Given records:
/---

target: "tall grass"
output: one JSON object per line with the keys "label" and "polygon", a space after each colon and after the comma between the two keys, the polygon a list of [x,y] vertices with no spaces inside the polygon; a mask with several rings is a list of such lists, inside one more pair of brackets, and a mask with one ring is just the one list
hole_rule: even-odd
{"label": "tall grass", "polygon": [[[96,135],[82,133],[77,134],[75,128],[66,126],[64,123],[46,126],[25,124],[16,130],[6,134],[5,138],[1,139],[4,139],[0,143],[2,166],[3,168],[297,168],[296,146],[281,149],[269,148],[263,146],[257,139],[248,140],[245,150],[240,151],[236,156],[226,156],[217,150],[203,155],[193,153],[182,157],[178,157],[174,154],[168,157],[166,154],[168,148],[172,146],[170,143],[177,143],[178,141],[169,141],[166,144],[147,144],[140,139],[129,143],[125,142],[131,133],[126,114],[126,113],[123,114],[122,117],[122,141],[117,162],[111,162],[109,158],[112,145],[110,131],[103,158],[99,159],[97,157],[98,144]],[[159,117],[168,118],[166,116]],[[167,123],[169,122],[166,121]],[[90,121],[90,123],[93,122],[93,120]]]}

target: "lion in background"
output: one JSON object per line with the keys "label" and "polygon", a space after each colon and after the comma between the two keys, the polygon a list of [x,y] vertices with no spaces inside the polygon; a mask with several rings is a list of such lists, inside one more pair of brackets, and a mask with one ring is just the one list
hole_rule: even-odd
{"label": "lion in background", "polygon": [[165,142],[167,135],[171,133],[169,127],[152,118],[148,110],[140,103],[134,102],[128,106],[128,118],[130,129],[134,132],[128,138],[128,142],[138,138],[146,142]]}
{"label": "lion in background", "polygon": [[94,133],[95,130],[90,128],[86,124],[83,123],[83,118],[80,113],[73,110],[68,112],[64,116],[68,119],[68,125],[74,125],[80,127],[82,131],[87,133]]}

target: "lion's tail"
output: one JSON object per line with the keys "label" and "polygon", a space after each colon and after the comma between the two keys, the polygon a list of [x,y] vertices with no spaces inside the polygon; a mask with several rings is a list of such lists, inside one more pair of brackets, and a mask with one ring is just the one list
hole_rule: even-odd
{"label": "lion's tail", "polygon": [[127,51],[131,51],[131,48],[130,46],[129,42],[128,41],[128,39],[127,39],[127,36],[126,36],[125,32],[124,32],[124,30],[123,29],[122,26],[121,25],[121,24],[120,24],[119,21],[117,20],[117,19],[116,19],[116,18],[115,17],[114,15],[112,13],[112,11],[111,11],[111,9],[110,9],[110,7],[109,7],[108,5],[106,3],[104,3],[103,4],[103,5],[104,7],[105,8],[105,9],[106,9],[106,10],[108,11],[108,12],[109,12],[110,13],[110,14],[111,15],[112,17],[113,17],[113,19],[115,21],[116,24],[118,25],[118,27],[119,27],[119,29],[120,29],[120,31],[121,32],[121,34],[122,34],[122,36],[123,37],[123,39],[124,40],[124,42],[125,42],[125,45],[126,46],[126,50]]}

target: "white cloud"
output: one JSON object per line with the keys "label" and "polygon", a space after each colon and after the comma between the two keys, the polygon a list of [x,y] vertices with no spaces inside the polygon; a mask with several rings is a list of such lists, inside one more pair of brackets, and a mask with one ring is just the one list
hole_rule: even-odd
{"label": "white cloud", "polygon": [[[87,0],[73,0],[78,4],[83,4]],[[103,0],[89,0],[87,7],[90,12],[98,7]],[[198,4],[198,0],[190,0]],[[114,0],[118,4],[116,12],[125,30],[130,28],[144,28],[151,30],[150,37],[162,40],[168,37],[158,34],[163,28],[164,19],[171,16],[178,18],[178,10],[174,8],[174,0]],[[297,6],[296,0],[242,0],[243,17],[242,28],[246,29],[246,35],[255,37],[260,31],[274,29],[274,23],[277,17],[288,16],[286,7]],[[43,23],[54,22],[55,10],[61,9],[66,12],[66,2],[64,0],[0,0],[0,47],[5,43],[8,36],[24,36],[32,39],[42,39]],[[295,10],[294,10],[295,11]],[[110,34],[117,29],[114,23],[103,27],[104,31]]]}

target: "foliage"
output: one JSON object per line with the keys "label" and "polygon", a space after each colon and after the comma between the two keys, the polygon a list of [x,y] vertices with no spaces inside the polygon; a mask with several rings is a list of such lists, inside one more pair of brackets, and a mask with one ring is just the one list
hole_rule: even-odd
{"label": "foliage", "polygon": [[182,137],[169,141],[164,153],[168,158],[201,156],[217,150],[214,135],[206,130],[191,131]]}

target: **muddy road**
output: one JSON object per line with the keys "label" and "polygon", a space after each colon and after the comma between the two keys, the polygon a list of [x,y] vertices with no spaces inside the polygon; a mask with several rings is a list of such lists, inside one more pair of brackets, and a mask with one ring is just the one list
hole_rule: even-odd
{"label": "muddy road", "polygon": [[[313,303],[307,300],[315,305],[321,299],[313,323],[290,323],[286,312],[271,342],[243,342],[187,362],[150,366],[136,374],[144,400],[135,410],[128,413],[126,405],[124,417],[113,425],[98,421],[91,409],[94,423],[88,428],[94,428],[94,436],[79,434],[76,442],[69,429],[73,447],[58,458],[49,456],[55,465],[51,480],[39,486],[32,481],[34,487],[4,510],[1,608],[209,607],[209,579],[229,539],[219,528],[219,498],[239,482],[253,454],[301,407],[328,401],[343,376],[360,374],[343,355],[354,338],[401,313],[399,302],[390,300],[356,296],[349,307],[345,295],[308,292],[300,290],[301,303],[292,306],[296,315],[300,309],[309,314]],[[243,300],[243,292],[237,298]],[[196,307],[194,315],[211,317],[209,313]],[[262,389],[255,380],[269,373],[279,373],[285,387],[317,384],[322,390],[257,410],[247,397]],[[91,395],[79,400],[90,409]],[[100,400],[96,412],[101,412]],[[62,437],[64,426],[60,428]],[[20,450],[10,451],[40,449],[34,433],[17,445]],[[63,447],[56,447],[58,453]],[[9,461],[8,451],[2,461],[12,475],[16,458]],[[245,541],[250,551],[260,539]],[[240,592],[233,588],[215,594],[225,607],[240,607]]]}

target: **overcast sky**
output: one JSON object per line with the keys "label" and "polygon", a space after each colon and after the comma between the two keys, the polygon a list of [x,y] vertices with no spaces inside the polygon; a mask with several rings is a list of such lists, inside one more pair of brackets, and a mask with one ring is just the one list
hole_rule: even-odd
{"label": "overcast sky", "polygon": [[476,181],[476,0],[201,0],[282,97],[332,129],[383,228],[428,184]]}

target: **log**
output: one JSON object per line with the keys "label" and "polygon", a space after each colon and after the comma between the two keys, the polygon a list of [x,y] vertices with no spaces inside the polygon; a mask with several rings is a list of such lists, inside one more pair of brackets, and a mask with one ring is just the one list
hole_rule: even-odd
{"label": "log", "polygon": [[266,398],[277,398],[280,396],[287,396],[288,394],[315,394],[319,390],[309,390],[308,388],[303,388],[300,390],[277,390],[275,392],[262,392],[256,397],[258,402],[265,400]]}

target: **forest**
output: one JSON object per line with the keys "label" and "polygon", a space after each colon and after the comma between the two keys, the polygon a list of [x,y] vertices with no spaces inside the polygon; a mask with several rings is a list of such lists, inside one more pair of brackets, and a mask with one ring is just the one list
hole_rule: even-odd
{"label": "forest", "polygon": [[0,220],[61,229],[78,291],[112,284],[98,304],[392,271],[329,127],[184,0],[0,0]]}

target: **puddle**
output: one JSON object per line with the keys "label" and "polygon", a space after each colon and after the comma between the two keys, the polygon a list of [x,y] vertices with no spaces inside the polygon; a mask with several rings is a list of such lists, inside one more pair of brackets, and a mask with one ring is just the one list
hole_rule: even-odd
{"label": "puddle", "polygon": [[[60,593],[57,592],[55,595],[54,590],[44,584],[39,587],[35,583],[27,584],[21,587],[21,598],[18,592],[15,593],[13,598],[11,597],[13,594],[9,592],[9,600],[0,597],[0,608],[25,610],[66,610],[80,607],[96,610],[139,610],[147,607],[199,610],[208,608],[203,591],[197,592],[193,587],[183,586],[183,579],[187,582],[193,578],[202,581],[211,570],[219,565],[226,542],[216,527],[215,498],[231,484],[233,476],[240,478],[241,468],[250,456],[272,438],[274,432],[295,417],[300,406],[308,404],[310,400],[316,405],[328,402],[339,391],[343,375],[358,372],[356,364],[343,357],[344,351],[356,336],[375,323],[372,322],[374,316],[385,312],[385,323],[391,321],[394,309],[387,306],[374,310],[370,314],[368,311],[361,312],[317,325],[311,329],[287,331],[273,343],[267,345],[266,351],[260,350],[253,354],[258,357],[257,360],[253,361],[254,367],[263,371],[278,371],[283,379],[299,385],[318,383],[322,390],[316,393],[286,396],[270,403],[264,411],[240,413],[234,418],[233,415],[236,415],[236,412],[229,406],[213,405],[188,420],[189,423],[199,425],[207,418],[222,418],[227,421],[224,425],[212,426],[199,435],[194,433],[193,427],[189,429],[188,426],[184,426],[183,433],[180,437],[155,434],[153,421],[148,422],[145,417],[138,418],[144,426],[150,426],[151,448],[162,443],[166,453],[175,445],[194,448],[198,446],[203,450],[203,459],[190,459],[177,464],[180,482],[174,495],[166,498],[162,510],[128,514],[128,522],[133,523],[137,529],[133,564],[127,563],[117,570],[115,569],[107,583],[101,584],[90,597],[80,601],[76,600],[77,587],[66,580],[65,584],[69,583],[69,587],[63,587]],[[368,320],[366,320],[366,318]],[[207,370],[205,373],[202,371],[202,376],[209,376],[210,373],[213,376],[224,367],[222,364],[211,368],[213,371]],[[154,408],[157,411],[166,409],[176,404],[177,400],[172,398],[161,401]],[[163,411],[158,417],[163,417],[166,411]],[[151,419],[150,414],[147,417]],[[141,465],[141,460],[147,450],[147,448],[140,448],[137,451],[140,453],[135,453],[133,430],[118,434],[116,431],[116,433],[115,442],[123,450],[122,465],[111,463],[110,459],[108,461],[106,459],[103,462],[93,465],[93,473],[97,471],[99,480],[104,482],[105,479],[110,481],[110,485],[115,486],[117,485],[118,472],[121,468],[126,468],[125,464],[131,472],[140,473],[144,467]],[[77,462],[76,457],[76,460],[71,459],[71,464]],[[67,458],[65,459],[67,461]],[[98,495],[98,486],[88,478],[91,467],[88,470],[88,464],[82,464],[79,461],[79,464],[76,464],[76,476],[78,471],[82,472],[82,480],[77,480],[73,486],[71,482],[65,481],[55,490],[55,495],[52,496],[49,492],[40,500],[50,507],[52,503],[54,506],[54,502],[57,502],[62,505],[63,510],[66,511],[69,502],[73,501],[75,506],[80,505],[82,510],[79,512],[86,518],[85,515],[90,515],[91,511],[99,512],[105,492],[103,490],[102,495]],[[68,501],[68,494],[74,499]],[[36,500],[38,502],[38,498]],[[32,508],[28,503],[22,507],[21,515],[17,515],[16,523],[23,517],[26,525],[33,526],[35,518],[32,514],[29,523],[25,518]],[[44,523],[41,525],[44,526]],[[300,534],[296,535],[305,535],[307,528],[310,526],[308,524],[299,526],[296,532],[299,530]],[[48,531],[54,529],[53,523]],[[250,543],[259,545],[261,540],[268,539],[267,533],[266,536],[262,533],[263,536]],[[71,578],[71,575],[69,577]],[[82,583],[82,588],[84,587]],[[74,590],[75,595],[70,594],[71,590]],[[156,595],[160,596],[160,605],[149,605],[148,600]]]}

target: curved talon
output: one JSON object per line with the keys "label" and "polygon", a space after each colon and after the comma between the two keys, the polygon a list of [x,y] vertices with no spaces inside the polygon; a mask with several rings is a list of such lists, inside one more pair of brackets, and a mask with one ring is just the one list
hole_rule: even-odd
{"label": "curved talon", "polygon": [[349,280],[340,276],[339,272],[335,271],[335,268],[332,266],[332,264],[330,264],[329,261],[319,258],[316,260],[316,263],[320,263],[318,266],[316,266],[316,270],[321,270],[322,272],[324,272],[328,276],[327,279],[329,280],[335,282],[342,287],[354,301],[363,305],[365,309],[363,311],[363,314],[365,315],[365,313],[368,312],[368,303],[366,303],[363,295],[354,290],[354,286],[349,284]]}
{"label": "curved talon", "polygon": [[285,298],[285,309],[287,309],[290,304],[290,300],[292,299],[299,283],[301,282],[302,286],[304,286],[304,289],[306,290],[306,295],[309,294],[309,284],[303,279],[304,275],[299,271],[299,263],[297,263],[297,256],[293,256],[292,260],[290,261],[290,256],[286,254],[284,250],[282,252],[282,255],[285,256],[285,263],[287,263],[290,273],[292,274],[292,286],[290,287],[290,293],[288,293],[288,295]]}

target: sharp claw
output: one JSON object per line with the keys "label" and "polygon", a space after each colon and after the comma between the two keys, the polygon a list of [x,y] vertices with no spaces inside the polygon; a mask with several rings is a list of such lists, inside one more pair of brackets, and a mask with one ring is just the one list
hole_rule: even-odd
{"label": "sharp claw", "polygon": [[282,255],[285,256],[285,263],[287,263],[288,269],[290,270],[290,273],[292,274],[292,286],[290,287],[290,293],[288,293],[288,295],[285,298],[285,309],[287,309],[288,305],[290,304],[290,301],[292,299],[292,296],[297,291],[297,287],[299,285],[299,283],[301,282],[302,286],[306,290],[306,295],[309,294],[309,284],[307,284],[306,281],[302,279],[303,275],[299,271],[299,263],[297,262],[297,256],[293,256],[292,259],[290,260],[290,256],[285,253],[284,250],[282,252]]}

\---

What you should do:
Extract every line of the records above that contains the string "target".

Expected answer:
target: "tall grass"
target: "lion in background"
target: "lion's tail"
target: "white cloud"
target: "foliage"
target: **muddy road**
target: **overcast sky**
target: **log**
target: **forest**
target: **puddle**
target: curved talon
target: sharp claw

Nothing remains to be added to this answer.